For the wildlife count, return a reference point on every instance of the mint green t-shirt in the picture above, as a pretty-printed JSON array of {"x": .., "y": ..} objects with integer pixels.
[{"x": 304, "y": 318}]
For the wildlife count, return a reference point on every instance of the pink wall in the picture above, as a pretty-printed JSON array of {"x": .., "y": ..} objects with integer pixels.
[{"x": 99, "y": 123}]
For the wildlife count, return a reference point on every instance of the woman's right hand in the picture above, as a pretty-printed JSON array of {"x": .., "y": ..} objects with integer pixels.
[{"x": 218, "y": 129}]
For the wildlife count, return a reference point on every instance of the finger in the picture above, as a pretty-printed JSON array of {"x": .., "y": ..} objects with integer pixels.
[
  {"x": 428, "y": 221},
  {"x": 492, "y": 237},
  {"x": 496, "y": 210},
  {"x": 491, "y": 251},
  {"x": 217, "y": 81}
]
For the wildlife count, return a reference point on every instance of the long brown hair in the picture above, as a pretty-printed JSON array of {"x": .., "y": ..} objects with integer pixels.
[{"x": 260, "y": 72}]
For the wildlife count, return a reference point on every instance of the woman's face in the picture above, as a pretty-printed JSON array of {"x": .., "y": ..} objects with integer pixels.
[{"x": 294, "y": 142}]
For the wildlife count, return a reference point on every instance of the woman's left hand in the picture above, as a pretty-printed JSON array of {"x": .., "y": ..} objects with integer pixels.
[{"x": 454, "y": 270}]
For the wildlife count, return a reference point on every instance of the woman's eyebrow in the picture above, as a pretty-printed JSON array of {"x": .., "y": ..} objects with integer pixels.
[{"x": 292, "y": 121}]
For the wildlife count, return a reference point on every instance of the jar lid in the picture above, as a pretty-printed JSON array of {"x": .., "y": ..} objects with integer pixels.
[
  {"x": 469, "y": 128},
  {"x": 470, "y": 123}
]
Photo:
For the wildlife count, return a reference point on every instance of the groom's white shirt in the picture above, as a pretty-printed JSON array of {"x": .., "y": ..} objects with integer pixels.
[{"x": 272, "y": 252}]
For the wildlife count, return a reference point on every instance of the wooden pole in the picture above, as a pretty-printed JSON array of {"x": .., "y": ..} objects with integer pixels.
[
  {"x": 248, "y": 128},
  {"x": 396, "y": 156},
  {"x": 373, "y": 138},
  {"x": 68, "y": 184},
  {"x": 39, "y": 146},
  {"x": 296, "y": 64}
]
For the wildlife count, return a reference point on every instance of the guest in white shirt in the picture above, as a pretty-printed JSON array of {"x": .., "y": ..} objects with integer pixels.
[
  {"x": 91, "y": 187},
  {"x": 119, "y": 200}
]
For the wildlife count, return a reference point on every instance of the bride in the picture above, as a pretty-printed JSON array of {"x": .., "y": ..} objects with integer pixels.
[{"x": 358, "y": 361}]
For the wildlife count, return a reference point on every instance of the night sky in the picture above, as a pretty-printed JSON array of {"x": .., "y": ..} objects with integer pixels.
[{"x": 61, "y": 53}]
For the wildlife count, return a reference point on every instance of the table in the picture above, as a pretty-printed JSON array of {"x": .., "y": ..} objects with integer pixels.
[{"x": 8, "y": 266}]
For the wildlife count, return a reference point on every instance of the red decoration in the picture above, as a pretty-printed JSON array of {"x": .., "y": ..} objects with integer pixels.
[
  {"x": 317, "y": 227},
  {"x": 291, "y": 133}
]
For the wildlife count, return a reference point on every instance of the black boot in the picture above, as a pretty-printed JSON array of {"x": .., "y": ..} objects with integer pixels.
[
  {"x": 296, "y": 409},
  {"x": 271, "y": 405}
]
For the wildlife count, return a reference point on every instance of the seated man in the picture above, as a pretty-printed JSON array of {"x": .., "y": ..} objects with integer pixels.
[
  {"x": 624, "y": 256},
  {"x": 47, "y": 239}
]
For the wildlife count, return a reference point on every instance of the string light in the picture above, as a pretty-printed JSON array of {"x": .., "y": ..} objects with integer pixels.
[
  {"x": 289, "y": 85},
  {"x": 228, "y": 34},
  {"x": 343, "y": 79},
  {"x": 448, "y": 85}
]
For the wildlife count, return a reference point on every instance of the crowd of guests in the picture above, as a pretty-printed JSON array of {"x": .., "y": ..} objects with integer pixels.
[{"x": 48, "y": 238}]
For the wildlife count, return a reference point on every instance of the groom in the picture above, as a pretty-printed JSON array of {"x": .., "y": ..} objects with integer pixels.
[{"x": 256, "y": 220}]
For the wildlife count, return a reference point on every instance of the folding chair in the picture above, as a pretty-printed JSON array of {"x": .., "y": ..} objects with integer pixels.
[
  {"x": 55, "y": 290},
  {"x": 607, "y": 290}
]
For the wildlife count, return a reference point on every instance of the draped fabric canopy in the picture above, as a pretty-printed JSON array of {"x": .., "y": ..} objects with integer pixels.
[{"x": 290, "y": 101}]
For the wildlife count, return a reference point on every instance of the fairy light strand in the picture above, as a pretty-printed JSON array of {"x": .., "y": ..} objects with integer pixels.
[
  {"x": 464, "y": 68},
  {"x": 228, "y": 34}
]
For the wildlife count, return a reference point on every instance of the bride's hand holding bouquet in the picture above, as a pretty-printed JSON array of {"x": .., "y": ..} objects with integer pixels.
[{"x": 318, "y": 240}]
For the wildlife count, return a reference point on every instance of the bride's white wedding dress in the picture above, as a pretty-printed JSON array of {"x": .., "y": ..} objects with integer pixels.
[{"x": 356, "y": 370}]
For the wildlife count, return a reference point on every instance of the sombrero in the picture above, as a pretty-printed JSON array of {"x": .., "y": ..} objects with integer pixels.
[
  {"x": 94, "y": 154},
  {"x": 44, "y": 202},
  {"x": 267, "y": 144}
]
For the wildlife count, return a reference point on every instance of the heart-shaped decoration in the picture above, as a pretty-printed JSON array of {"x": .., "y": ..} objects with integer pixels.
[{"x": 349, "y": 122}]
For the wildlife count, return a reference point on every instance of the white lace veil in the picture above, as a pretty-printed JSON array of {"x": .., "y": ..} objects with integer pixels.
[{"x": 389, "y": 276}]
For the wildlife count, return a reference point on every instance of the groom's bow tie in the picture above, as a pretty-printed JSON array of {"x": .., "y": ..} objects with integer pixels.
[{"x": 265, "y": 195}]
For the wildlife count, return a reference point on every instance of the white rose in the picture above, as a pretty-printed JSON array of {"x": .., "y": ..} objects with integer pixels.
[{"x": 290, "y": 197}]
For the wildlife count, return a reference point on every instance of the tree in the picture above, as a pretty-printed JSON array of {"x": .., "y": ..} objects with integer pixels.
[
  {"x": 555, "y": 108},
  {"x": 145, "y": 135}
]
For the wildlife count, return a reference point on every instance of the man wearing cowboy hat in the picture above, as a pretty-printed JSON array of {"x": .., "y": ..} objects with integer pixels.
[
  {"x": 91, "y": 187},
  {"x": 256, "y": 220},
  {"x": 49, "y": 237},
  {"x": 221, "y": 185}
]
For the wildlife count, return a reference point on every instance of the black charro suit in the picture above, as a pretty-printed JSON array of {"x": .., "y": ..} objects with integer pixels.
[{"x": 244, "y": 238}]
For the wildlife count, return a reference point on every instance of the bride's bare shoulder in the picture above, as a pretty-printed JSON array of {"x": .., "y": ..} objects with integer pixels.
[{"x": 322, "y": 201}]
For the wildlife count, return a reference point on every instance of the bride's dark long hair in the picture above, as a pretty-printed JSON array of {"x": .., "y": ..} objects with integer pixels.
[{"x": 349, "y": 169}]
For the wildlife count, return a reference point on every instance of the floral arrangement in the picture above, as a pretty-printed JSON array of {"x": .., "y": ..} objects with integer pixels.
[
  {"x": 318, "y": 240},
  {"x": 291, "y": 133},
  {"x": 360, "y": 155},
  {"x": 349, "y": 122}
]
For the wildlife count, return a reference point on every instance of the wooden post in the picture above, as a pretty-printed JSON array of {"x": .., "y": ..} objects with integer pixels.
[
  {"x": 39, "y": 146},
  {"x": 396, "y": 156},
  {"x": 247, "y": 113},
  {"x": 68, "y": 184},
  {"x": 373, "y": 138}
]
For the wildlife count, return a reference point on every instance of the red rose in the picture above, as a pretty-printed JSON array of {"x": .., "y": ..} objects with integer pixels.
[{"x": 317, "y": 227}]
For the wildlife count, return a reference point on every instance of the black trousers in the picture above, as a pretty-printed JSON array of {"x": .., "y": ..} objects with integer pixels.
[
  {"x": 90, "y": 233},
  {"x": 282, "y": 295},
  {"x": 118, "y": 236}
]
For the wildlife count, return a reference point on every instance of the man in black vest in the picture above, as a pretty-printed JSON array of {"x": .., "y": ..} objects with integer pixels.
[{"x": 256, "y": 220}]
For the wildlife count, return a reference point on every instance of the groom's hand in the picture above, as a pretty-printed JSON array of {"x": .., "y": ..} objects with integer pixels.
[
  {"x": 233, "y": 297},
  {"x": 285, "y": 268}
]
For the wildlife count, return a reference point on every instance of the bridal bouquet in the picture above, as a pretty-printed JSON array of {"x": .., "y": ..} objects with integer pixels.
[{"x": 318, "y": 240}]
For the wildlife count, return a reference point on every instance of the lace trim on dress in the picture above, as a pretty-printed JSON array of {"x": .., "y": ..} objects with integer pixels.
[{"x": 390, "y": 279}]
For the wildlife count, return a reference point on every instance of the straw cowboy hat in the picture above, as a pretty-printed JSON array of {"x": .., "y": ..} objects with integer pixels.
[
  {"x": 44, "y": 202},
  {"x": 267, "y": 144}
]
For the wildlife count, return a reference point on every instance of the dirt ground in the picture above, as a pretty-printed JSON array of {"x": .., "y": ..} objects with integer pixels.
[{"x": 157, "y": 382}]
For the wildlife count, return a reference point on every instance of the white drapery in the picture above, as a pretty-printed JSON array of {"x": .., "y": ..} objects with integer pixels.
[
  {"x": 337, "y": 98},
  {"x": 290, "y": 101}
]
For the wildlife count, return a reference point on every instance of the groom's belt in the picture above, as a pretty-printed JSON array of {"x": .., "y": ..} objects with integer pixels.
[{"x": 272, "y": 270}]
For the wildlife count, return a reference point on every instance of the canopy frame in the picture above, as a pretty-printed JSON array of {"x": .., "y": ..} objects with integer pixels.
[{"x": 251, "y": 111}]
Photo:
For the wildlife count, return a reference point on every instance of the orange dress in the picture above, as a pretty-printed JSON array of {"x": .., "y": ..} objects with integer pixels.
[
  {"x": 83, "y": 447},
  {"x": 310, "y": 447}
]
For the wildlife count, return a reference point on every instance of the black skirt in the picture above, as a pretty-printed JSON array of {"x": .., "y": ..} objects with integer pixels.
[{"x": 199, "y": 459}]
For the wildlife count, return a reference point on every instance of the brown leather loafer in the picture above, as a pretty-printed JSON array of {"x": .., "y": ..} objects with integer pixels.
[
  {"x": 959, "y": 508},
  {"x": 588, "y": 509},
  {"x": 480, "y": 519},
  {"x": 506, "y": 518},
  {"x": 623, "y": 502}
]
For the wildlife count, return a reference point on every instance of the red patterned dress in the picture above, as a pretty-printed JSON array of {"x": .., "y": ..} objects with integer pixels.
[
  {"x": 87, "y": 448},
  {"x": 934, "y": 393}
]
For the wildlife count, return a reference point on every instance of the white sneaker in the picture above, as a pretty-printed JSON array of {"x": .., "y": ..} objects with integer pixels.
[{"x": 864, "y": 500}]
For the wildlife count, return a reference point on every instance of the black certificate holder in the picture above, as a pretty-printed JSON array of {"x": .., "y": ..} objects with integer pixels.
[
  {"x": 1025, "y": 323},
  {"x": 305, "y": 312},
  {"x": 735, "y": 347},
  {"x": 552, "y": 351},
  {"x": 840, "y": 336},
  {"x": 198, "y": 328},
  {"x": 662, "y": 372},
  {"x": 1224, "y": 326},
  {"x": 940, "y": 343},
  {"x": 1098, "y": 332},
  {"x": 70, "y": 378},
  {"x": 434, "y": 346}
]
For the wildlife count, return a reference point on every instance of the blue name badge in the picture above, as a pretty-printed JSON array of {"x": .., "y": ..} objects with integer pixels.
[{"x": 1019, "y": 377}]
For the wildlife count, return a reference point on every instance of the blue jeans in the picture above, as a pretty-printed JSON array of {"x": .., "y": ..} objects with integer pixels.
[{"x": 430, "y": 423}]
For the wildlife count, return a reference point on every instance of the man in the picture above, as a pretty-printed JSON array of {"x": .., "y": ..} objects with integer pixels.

--------------------------------------------------

• **WRITTEN EXERCISE**: Give the lines exactly as they stand, from the line with "of the brown" through the end of the material.

• **ANSWER TO THE TASK**:
For the wildlife count, return a reference point on every instance of the brown leather loafer in the picture above, as a pretty-printed JSON array of {"x": .., "y": ..} objects with integer pixels.
[
  {"x": 959, "y": 508},
  {"x": 588, "y": 509},
  {"x": 480, "y": 519},
  {"x": 506, "y": 518},
  {"x": 623, "y": 502}
]
For the wildlife count, return a reference point on every instance of the red patterned dress in the picture above, as a pretty-printed JSON array of {"x": .., "y": ..} objects with integer pixels.
[
  {"x": 87, "y": 448},
  {"x": 934, "y": 393}
]
For the wildlife count, return a reference point on every instance of the white sneaker in the picture above, as a pretty-printed JSON array of {"x": .., "y": ..} objects with integer pixels.
[{"x": 864, "y": 500}]
For the wildlife count, return a reference point on every instance of the black certificate holder in the picture above, as a pretty-printed JSON array of {"x": .., "y": ..} objects with integer pixels.
[
  {"x": 1025, "y": 323},
  {"x": 305, "y": 312},
  {"x": 735, "y": 347},
  {"x": 552, "y": 351},
  {"x": 840, "y": 336},
  {"x": 198, "y": 328},
  {"x": 662, "y": 372},
  {"x": 1224, "y": 326},
  {"x": 940, "y": 343},
  {"x": 1098, "y": 332},
  {"x": 70, "y": 378},
  {"x": 434, "y": 346}
]
For the wildlife count, return a reference point on every instance of the blue name badge in the picture above, as a pretty-printed JSON array of {"x": .., "y": ..} objects with integer pixels.
[{"x": 1019, "y": 377}]
For the wildlife count, return a reference point on every instance of the blue jeans in the picture above, as a pretty-printed JSON array of {"x": .., "y": ..} objects with integer pixels.
[{"x": 430, "y": 423}]
For the wildlife count, return a reference point on every instance of the man in the picture above, as a pretty-printed JSON array of {"x": .., "y": ..} objects with integer pixels.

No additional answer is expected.